>> BEGIN Text passage
I spent Thursday night in the ER again. (Anaphylactic shock brought on by food allergies. I'm fine now. Thank you for asking).
Ai-yi-yi. That's all I can say, so I'll say it again: ai-yi-yi. This semester has been one for the ages.
That said, I'm looking forward to a day of peaceful reading. Right now, I'm planning on working on two books: Junot Diaz's collection of short stories, This Is How You Lose Her (2013) and Chang-Rae Lee's novel Native Speaker (1995).
So, 'nuff said. See you later.
I'm about halfway through Native Speaker--it's actually pretty interesting. It's about a Korean American named Henry Park who works as a kind of spy, befriending executives and political figures--as he explains,
"I wasn't to be found anywhere near corporate or industrial sites... Rather, my work was entirely personal. I was always assigned to an individual, someone I didn't know or care the first stitch for on a given day but who in a matter of weeks could be as bound up with me as a brother or sister or wife." (6)When the novel opens, his wife has left him--we later learn that his mother died when he was a child, his father has recently died, and he has suffered the loss of his son.
The novel revolves around the question of who he is, really, and what other people mean to him. It focuses a lot on how he speaks--and what he hears when others speak. The novel's opening sentence is immediately intriguing: "The day my wife left she gave me a list of who I was."
So I'm enjoying my reading. But I'm getting a bit drowsy, so I'm going to take a break and then maybe switch to Diaz's short stories for a while, then return to Lee's novel. More later... I hope!
I've switched to Junot Diaz's This Is How You Lose Her, and I'm happy to report that I'm enjoying that as well! I really liked Diaz's first collection of short stories, Drown, and This Is How You Lose Her deals with many of the same characters from Drown.
>> END Text passage
[Short problem a]
Answer these questions using the passage about reading:
(i) What year is given for Chang-Rae Lee's novel Native Speaker?
(ii) What is the name of the Korean American character Native Speaker is about?
(iii) What was the title of Junot Diaz's first collection of short stories?
The rows that follow are unrelated to the passage about reading.
>> BEGIN Records provided
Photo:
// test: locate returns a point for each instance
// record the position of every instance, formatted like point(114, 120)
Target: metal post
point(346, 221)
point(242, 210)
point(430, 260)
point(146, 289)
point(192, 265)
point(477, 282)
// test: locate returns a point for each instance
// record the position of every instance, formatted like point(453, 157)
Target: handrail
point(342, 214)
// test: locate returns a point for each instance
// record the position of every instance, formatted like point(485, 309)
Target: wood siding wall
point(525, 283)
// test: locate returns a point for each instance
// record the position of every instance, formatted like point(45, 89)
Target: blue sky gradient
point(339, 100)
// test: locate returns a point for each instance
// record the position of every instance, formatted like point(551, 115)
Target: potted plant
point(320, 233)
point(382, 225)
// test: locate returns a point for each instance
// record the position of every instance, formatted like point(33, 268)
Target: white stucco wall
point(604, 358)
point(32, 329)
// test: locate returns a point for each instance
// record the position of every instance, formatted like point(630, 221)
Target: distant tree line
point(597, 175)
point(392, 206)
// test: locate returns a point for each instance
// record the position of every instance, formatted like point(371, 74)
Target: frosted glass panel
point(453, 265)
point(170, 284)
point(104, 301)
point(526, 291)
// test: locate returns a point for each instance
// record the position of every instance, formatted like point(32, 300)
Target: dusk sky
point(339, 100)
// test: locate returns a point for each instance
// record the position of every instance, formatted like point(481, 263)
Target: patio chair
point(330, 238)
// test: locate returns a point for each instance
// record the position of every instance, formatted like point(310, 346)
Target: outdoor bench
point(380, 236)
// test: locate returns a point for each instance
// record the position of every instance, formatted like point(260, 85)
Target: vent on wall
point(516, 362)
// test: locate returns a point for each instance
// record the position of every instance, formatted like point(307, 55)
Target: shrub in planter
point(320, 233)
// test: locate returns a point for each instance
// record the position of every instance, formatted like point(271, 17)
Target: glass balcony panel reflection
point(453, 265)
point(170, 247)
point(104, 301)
>> END Records provided
>> BEGIN Records provided
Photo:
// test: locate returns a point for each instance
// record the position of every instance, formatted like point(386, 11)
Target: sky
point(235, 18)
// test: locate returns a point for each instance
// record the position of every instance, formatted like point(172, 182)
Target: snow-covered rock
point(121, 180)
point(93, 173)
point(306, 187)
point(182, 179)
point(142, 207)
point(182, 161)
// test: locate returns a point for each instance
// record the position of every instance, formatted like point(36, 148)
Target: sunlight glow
>> END Records provided
>> BEGIN Records provided
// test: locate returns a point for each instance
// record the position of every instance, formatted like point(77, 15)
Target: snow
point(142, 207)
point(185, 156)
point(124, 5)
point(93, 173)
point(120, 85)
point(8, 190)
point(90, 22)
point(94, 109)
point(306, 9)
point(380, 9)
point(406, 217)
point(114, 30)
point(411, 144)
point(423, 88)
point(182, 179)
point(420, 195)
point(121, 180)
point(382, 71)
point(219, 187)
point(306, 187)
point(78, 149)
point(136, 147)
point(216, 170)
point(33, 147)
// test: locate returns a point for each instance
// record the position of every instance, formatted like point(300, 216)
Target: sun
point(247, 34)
>> END Records provided
[Short problem b] Identify each row containing the word "wall" and copy it in full. Case counts.

[Complete response a]
(i) 1995
(ii) Henry Park
(iii) Drown

[Complete response b]
Target: wood siding wall
Target: white stucco wall
Target: vent on wall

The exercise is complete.